* _DIRECTIONS FOR THIS TASK_:
Repeat the data exactly, so that every line matches the original.
Top of LISTED ENTRIES
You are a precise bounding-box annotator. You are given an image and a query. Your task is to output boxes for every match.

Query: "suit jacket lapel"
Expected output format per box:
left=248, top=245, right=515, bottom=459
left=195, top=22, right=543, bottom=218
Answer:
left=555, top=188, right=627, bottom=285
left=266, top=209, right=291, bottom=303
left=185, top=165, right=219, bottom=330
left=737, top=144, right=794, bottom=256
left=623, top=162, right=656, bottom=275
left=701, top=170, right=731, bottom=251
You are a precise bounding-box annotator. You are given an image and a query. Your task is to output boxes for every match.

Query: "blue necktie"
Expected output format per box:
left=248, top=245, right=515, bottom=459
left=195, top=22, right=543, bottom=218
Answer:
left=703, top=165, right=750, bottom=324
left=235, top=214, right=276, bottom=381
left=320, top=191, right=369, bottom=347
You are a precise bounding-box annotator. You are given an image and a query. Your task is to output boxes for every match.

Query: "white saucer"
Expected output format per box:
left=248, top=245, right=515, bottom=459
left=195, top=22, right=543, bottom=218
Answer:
Bottom of LISTED ENTRIES
* _YOUR RESPONSE_:
You are a precise bounding-box annotator. You are given an image and a query. Your task is to output boxes for every match.

Query: "suit jacket lapel"
Expected output format per box:
left=248, top=245, right=515, bottom=459
left=195, top=22, right=543, bottom=218
Answer:
left=555, top=188, right=627, bottom=285
left=266, top=209, right=291, bottom=303
left=185, top=165, right=219, bottom=330
left=737, top=144, right=794, bottom=256
left=623, top=162, right=656, bottom=275
left=701, top=170, right=731, bottom=251
You are a precise bounding-box annotator. You are given an image and a query. Your task is to output boxes for every match.

Query: "blue necktie"
Expected output format per box:
left=248, top=245, right=515, bottom=459
left=195, top=22, right=543, bottom=218
Answer:
left=703, top=165, right=750, bottom=324
left=235, top=214, right=276, bottom=381
left=320, top=191, right=369, bottom=347
You are a precise bounding-box annotator. You are given an image and a query. Your task is to output boxes for every match.

Query: "white saucer"
Expected output format per box:
left=248, top=245, right=515, bottom=459
left=195, top=22, right=543, bottom=218
Answer:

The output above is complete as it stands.